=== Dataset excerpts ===
----------
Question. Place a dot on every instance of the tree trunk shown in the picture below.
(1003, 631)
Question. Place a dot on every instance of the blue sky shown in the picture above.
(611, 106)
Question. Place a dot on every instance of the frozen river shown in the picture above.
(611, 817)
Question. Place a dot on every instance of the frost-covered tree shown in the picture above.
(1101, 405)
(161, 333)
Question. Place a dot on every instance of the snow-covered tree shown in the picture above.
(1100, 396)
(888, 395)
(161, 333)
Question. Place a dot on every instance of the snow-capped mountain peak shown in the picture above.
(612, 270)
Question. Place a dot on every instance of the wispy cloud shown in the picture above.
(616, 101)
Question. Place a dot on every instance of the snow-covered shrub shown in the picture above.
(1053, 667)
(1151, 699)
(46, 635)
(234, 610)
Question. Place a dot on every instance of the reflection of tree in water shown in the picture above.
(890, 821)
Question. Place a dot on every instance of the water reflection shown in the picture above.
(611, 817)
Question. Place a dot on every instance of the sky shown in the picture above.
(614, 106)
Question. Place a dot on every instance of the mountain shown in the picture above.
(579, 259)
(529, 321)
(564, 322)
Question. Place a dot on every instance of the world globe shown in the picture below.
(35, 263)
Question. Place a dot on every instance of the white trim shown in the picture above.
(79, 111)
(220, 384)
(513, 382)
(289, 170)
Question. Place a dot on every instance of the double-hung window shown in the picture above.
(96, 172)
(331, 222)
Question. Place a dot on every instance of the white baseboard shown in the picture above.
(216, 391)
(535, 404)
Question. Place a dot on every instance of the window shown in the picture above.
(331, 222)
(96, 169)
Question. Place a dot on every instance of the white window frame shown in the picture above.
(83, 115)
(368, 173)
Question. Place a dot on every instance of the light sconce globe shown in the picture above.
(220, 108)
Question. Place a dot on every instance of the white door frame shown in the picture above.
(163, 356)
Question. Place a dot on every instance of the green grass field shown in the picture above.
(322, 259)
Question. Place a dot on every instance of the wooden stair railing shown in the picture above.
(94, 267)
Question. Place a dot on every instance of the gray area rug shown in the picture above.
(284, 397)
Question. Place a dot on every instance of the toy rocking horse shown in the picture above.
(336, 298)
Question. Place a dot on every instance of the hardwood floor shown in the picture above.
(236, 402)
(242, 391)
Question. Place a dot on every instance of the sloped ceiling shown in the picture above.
----------
=== WORK INSTRUCTIONS ===
Return every record above exactly, line by line.

=== PROBLEM SOLUTION ===
Question. Place a dot on every instance of the tree trunk shown in the picture below.
(1003, 631)
Question. Place a dot on every instance of the blue sky shown in the picture above.
(611, 106)
Question. Place a dot on every instance of the frozen river shown in the picture above.
(611, 817)
Question. Place a dot on every instance of the frost-covered tree shown in the picture above.
(1101, 405)
(161, 333)
Question. Place a dot on every instance of the snow-covered tree shown in the picture above.
(1100, 396)
(888, 395)
(161, 333)
Question. Place a dot on every instance of the snow-capped mountain peak shown in the picture above.
(612, 270)
Question. Place a dot on every instance of the wispy cloud shown in the picture above.
(616, 101)
Question. Place a dot on every instance of the snow-covered shrub shown in the picture above.
(1053, 667)
(1151, 699)
(46, 635)
(234, 610)
Question. Place a dot on every instance of the reflection of tree in water shown in the picture above.
(890, 821)
Question. Place a dot on every instance of the water reflection shown in the picture above.
(611, 817)
Question. Place a dot on every instance of the sky shown in the picture above.
(614, 106)
Question. Place a dot on every instance of the mountain shown in the picture above.
(579, 259)
(529, 321)
(564, 322)
Question. Place a dot on every instance of the world globe shown in the picture below.
(35, 263)
Question. Place a dot on every instance of the white trim shown in the picture above.
(79, 111)
(220, 384)
(513, 382)
(289, 170)
Question. Place a dot on every instance of the double-hung window shown in the picture above.
(96, 172)
(331, 222)
Question. Place a dot on every instance of the white baseboard shown in the picture above.
(216, 391)
(535, 404)
Question. Place a dot on every instance of the window shown in the picture above.
(331, 222)
(96, 169)
Question. Place a dot on every instance of the white window frame shown in the picture above.
(83, 115)
(368, 173)
Question. Place a dot on every instance of the light sconce globe shown in the picture above.
(220, 108)
Question. Place a dot on every instance of the white door frame shown in the picture above.
(163, 356)
Question. Place a dot on every instance of the green grass field shown in the picture above.
(322, 259)
Question. Place a dot on every instance of the wooden stair railing shown in the picture above.
(94, 267)
Question. Place a dot on every instance of the gray area rug shown in the picture above.
(284, 397)
Question. Place a dot on every instance of the toy rocking horse shown in the picture above.
(336, 298)
Question. Place a dot on every instance of the hardwood floor shown in the picture above.
(236, 402)
(242, 391)
Question. Place a dot on every instance of the sloped ceiling shown in the picture above.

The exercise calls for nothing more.